Exercise material:
++++
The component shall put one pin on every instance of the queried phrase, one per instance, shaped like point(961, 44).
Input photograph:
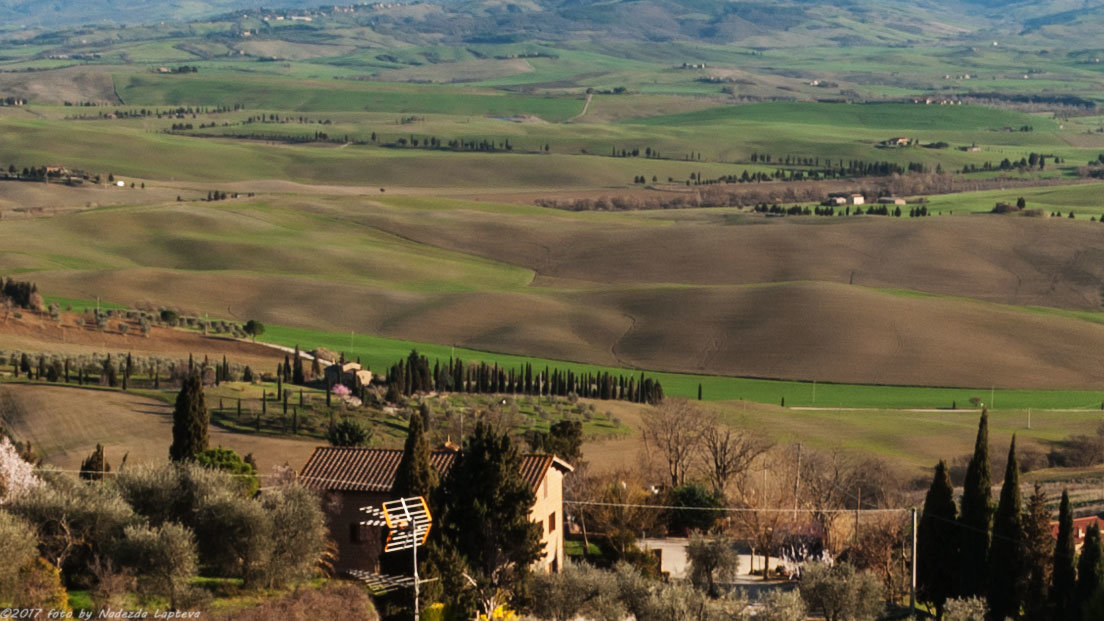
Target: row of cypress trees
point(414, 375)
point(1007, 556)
++++
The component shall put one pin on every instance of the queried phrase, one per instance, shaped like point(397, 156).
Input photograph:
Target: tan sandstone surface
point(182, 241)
++++
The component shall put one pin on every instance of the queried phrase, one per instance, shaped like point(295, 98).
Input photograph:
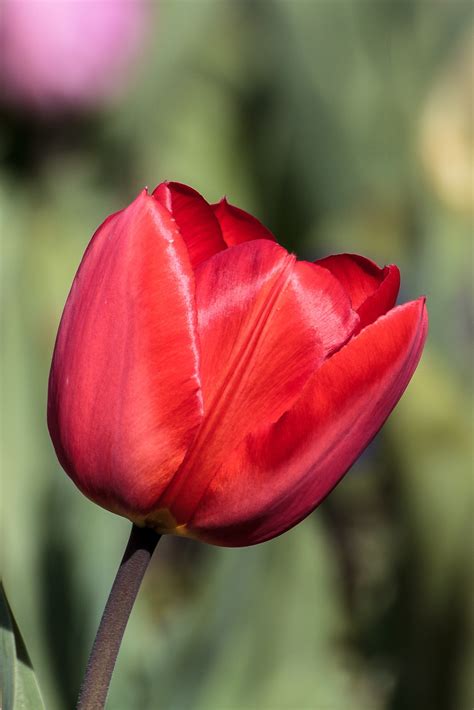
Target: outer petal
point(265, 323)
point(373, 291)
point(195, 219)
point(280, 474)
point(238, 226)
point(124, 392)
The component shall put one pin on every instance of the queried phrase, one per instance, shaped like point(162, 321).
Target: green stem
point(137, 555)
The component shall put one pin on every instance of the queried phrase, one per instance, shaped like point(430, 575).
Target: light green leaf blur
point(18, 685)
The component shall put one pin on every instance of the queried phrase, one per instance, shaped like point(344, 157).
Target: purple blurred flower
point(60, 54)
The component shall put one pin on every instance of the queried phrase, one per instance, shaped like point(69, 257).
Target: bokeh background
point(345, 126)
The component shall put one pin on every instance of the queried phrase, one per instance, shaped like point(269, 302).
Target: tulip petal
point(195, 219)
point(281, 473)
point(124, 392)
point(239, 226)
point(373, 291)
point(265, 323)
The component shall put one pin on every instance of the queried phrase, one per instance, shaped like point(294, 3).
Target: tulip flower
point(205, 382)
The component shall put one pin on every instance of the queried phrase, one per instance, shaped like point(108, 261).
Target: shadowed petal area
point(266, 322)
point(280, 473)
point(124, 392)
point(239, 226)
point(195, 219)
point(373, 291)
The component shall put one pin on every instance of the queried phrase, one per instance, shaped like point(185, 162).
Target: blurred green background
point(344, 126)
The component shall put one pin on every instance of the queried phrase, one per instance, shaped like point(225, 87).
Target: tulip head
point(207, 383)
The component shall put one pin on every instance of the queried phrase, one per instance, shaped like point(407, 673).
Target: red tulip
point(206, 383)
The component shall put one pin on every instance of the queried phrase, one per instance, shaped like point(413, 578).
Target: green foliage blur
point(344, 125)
++++
Duplicate the portion of the items that begins with the line containing "like point(961, 44)." and ends with the line containing "point(1007, 556)", including both of those lines, and leave any pictures out of your copy.

Solution to the problem:
The component shall put one pin on every instance of the queried phrase, one per instance, shaped like point(961, 44).
Input photograph:
Target: row of cypress trees
point(414, 375)
point(1007, 556)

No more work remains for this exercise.